WHAT YOU WILL DO » Skip the pictures. Copy all the rest of the records down exactly.
====================
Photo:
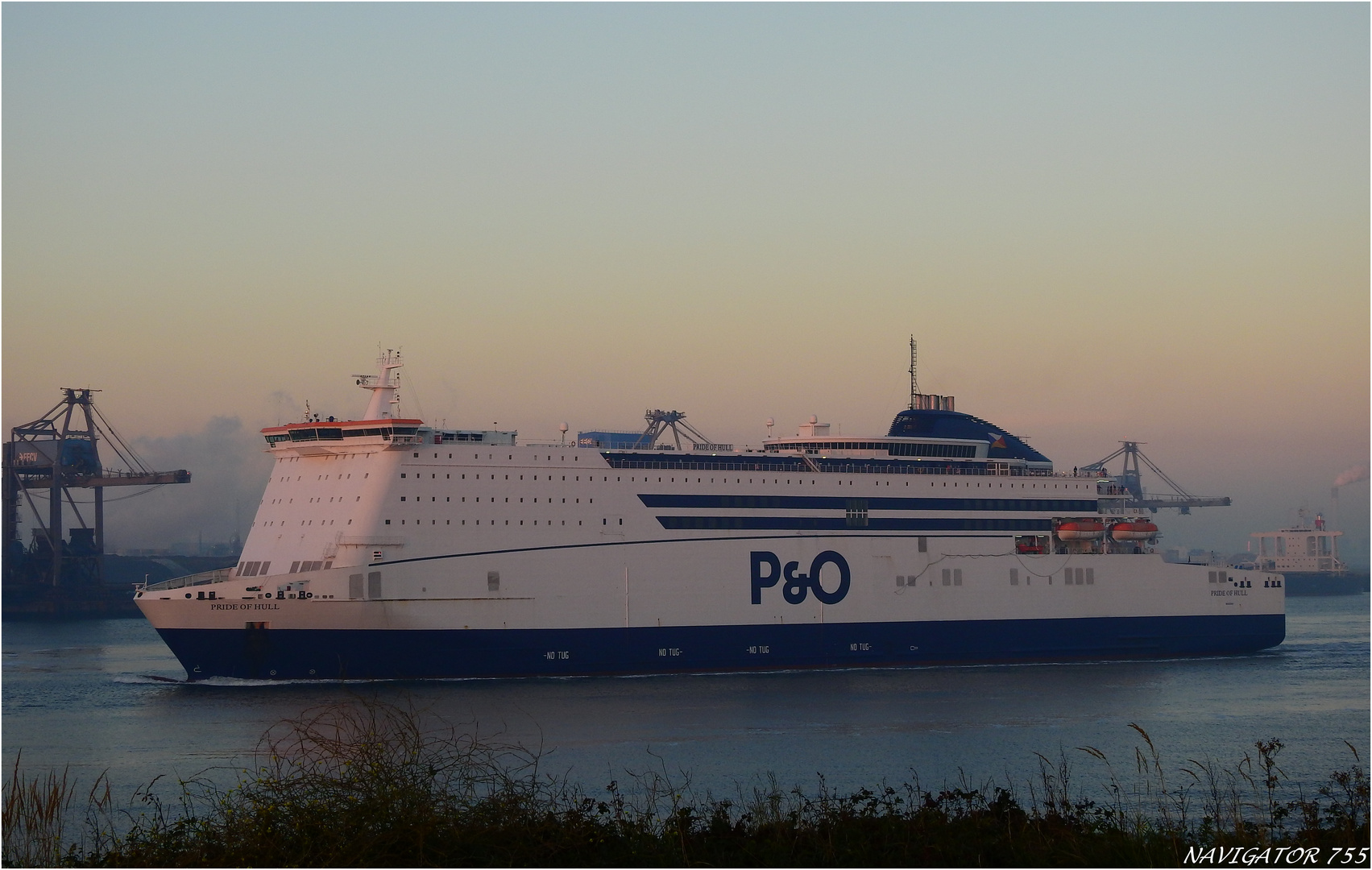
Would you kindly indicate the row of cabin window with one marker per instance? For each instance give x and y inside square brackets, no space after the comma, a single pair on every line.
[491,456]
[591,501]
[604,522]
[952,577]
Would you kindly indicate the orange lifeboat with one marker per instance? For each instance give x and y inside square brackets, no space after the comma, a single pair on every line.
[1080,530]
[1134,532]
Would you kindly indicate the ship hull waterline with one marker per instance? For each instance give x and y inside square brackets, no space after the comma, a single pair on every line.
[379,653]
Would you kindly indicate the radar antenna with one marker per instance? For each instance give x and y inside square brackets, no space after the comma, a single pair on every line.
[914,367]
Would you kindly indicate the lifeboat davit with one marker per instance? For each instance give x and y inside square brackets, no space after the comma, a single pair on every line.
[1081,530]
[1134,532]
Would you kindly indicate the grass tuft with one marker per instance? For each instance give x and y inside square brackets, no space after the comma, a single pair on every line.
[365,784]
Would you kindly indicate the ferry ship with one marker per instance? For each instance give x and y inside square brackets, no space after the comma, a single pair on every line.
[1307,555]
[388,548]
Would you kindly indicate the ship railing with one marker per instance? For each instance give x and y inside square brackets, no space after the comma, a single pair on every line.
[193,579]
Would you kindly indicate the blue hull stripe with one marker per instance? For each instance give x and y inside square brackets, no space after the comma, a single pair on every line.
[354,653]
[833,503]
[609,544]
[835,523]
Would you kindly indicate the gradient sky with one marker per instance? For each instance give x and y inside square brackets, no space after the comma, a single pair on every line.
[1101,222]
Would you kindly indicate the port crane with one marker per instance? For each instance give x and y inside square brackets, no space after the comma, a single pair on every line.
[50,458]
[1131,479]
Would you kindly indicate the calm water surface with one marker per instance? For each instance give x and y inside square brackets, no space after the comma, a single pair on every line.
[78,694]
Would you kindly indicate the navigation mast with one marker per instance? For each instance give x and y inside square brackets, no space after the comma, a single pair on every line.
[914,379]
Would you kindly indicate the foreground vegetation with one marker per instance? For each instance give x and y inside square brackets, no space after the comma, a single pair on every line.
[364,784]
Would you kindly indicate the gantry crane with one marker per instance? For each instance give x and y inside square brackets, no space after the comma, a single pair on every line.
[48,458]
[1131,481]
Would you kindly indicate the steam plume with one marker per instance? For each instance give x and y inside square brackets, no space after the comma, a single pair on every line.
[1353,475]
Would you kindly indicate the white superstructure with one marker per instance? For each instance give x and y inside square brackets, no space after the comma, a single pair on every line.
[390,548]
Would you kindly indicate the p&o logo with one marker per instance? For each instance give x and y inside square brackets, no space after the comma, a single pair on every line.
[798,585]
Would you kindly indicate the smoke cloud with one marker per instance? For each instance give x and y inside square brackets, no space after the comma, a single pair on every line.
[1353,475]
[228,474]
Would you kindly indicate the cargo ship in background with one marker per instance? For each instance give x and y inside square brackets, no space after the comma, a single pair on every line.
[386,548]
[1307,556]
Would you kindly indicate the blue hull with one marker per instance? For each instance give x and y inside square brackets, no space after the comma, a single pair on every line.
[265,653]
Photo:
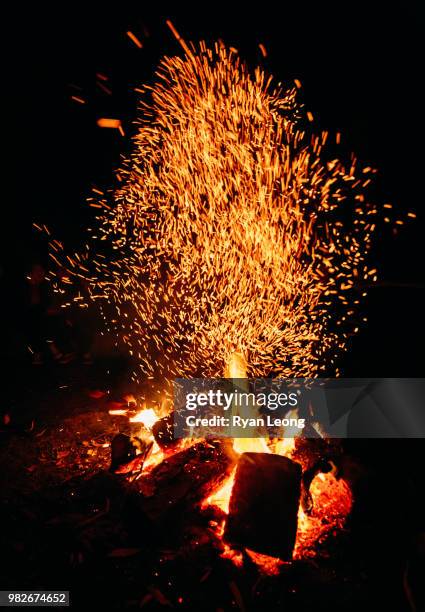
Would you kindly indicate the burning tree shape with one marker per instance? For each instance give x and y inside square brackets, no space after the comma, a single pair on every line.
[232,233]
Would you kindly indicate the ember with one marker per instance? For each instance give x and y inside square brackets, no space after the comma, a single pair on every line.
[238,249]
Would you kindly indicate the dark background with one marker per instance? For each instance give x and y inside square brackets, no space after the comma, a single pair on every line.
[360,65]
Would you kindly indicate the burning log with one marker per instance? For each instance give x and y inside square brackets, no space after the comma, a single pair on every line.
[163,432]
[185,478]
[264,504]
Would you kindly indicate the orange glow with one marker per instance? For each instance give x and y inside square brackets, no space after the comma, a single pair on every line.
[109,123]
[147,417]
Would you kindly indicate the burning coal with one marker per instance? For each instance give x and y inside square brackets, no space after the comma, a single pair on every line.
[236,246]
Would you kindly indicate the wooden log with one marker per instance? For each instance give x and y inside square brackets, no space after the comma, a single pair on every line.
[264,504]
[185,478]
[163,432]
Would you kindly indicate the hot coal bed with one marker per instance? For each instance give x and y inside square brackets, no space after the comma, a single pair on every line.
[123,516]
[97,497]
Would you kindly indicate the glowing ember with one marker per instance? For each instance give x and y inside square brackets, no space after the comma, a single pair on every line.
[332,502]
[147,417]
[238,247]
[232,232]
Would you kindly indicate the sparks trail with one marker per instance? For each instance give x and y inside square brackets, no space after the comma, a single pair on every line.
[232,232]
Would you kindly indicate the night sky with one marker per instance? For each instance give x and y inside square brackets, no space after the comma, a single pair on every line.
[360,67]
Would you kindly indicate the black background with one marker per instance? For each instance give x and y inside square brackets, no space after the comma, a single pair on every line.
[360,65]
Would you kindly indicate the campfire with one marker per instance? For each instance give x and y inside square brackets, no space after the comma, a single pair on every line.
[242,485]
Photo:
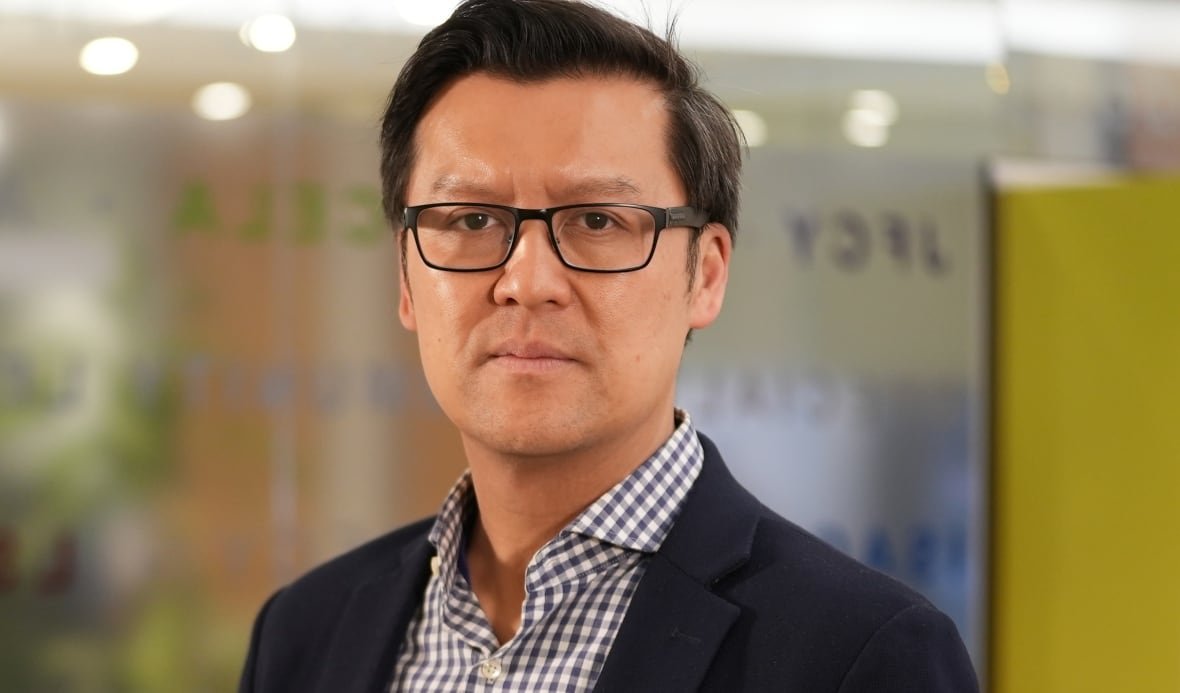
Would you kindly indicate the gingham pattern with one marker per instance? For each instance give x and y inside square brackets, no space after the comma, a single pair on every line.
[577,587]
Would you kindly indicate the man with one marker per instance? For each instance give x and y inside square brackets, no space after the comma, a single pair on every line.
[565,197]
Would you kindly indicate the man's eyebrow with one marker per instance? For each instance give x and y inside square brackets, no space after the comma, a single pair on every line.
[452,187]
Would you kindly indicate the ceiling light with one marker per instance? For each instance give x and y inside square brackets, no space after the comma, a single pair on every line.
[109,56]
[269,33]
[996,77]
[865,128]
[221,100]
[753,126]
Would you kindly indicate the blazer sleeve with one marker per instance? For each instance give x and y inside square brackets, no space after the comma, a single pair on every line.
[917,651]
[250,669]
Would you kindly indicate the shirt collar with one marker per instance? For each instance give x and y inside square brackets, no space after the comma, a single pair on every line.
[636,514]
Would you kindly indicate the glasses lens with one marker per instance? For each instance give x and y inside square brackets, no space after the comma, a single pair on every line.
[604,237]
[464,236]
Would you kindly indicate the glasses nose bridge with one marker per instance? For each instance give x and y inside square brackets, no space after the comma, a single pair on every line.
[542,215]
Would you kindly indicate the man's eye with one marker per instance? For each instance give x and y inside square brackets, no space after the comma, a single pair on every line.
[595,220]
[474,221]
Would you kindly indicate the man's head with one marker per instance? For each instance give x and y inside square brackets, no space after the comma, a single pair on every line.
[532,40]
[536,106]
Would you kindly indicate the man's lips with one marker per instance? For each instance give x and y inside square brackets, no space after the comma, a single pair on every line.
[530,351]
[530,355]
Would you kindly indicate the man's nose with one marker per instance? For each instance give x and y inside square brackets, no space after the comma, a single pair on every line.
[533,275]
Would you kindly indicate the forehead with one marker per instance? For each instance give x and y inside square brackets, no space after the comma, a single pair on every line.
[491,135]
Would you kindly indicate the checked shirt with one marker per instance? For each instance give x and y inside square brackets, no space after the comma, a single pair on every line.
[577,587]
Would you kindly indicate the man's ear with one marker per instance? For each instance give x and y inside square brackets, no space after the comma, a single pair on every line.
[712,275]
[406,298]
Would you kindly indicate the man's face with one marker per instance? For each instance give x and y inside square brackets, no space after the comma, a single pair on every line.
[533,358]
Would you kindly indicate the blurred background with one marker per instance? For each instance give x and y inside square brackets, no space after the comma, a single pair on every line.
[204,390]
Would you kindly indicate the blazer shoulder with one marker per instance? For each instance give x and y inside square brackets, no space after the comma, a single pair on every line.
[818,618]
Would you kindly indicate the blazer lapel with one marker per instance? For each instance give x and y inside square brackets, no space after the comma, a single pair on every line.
====================
SOLUTION TO THIS TASK »
Photo:
Would you kindly indicate the row of cabin window with one marker per instance? For each instance give x and y inside square brackets, no space after the comma, a single pair on every line.
[491,456]
[591,501]
[604,522]
[952,577]
Would you kindly indicate the orange lifeboat with one marker per instance? For each instance give x and y inside square brackets, no space after the comma, a single pair on every line.
[1080,530]
[1134,532]
Would you kindly indicate the ship hull waterline with one marker per instance? For each instance give x and y inside square brackets, no space after the comma, a single pair on every line.
[379,653]
Would you kindly indicate the radar antenna with one marker per instance? For each instance give x and y inside square brackets, no space after the comma, a single pair on every line.
[914,367]
Would you kindly indicate the lifeboat davit with one marker per instance? For each instance give x and y inside square brackets, no space after the comma, a single pair on every line.
[1081,530]
[1134,532]
Would you kindly indicate the grass tuft with one marker per instance? For each instance give x and y inside square brackets, no space after the comma, a single pair on every line.
[365,784]
Would you kindly indicate the ferry ship with one marker per instance? For each instance give x and y inside square brackets, no space after the comma, a single pair on every line.
[1307,555]
[388,548]
Would you kindly indicate the ship railing with one marker per instance? For each instance give x and y inside square brackets, no space after the comma, a single pair on every line.
[193,579]
Would you kindly indicate the blue hull stripe with one marker per instance? For each instance give x and y inside square brackets, no space after the comma, a single pair on every line.
[354,653]
[833,503]
[609,544]
[835,523]
Would you kindly indicate the gradient sky with one marker per instance? For each instance give x and y inside square brackets, no space after the comma, a single pair on every line.
[1101,222]
Would you kindly indicate the port crane with one marker per instance? For each instance give x and y inside square brackets, no space after the comma, a single pair on every line.
[50,458]
[1131,479]
Would you kindly indicate the calm water surface with one marker per instance? For each instance give x and y inside square brackets, no space after the comma, a single pair on every line.
[78,694]
Would you kindly indicate the navigation mast with one marker per instance? For each instance give x and y inside square brackets, no space after the comma, a single pair on every line.
[914,379]
Would you kindly indicate the foreground vegetation with one marker per instance? For each instance give x and y inside square brackets, no space after the comma, a single pair on every line.
[364,784]
Would you kindly indicate the gantry crane with one marker per instance? For each instance give x and y inside square brackets, no space after the comma, a single pair on every line.
[48,458]
[1131,481]
Would you kindly indicate the steam plume with one marker per instance? For each instance give x and y inside square brackets, no space after the comma, a single pair on every line.
[1353,475]
Would you kindly indicate the white superstructure with one marker per instance? For each instance give x and y inside square brackets, no space after the comma, a single pair on every line.
[390,548]
Would you kindly indicate the p&o logo with one marker per instance? For each instance give x and y inside square brackets, no space after the comma, a single pair on every line.
[798,585]
Would you kindly indicate the smoke cloud with one marker per instance? For each instance give x and y inside square brackets, no space after the comma, a single pair on every line.
[1353,475]
[228,474]
Would you kindly indicate the cargo ship in background with one marker per instance? For each instance give x and y inside square brackets, no space after the comma, a single pair on every line.
[386,548]
[1307,556]
Would you kindly indicate the blue hull with one marker per instance? For each instance give x and y inside square brackets, no space after the comma, a single pair on every line.
[265,653]
Photo:
Would you kindly indicate the burning tree shape with one marker per instance? For each instance give x and y inside square brackets, no space after the comma, a single pair on every line.
[232,233]
Would you kindly indicate the ember with one marker per instance? For each instance give x and y inside square brackets, no space after the comma, a single pair on every line.
[238,249]
Would you kindly indicate the dark background with one marker per instance? For each instance give x and y inside square brackets, no space after the comma, a single pair on every line.
[360,65]
Would you kindly indicate the burning log with one marker per instance? For each instance give x and y inside square brackets, no space after the comma, a single pair on every line.
[163,432]
[185,478]
[264,504]
Would you kindly indicate the orange glow with one marker per instance? For each instance give x and y inside square brackets, no space after the comma, a single pair on every line.
[109,123]
[147,417]
Would you kindly indicate the burning coal with one marker per instance? For each instance give x and y inside square brackets, no space after the comma, a single pair on every line.
[236,246]
Would you kindly indicate the wooden log with one marker per instance? For each instance give x and y inside square brackets, no space after the comma, a single pair on every line.
[264,504]
[185,478]
[163,432]
Would you kindly indicate the hot coal bed with one marker per instance? For each instance give x and y inside square brackets, no space after the comma, a single pair on every line.
[123,516]
[97,497]
Would you kindly indicate the glowing ember with one marker per instance? For each instance give x and y inside square brackets, no space after the comma, a single pair on every line.
[332,502]
[147,417]
[238,247]
[232,232]
Would you kindly indicate the sparks trail with one marker per instance? For each instance give x and y inside square brackets, no space after the comma, a single pair on every line.
[232,232]
Would you kindly indicate the night sky with one marker per instance? For each instance give x and y inside square brackets, no space after the comma, a single pair on every line.
[360,67]
Would you kindly indicate the black background with one marker per instance? For each instance give x and y inside square brackets, no space after the comma, a single pair on every line.
[360,65]
Would you kindly indicate the campfire with one marker per instance? For each instance give x and y inside square brackets, no space after the comma, a single pair on every line.
[242,485]
Photo:
Would you kindly indicate the gingham pattern with one marker per instance? For each instance give x and y inside square brackets, no space after the comma, a single pair on every line.
[577,587]
Would you kindly indicate the man with one marker per instance? For each instance give x and y inside square brackets, no space after the comma, a single pair on every line.
[565,197]
Would you kindly indicate the man's eyebrow with one marker per instance? For each instance give x and y inside square brackets, no space after the comma, a single pair on every line.
[452,187]
Would you kindly indicate the ceiling light with one marker per instance? For each instance give x and y inside square brackets, no space after the comma, a single pair on every line.
[109,56]
[269,33]
[996,77]
[865,128]
[221,100]
[753,126]
Would you kindly indicate the blazer sleeve with one marker per instance? For each instance give x and y inside square brackets, no space after the comma, a single pair on every line.
[917,651]
[250,669]
Would you kindly indicate the shirt collar with one marker per instance? For each instance give x and y inside square brackets, no space after the comma, a single pair on every line.
[636,514]
Would you kindly indicate the glasses lens with one marker per instance? For each instance give x and y inside square brackets, no space after the comma, a single pair on every line.
[604,237]
[464,236]
Would you kindly indicate the glasses nose bridge with one marker per instance? For each instance give x and y inside square brackets, no space after the comma, a single pair on every line.
[542,215]
Would you kindly indicate the man's eye with one marker per instance? For each instance give x and y inside square brackets, no space after the comma, a single pair on every line.
[595,220]
[474,221]
Would you kindly indicate the man's head with one marker per instance? For each instance give x and y inside square brackets, no space after the comma, a single pair on every line.
[532,40]
[536,106]
Would you kindly indicate the man's lips with one marker per instance? For each instance give x and y inside square brackets, no space after the comma, a single pair on every line.
[530,351]
[530,355]
Would you kindly indicate the man's nose with one marker per instance? For each instance give x and y inside square brackets, no space after the comma, a single pair on every line.
[533,275]
Would you kindly indicate the forehead with one marker per instance? For each instance give x and y inside square brackets, no space after the comma, a single pair on every line.
[491,135]
Would you kindly indicate the checked shirt with one marker per instance? For each instance give x and y inside square brackets, no space after the comma, a single pair on every line.
[577,587]
Would you kindly indicate the man's ear with one marker per instance? For each instance give x and y inside square brackets, no space after the comma, a single pair on every line.
[712,275]
[406,298]
Would you kindly indicate the man's face with one marker per instance? For each instance give x and y inside square brackets, no space after the comma, a single pair on every line.
[533,358]
Would you kindly indicate the blurred background with one marker per instance? For each instance give x and y inside square brackets, no space after the comma, a single pair on every line.
[204,390]
Would you kindly indicate the blazer shoulder with one marker per instance? For each instance give x and y inside square brackets, no space after the comma, a single pair on every line.
[818,618]
Would you kindly indicate the blazer lapel with one marker per instance? For each instance give x and y inside square brackets, no space after the comma, a single pair on every line.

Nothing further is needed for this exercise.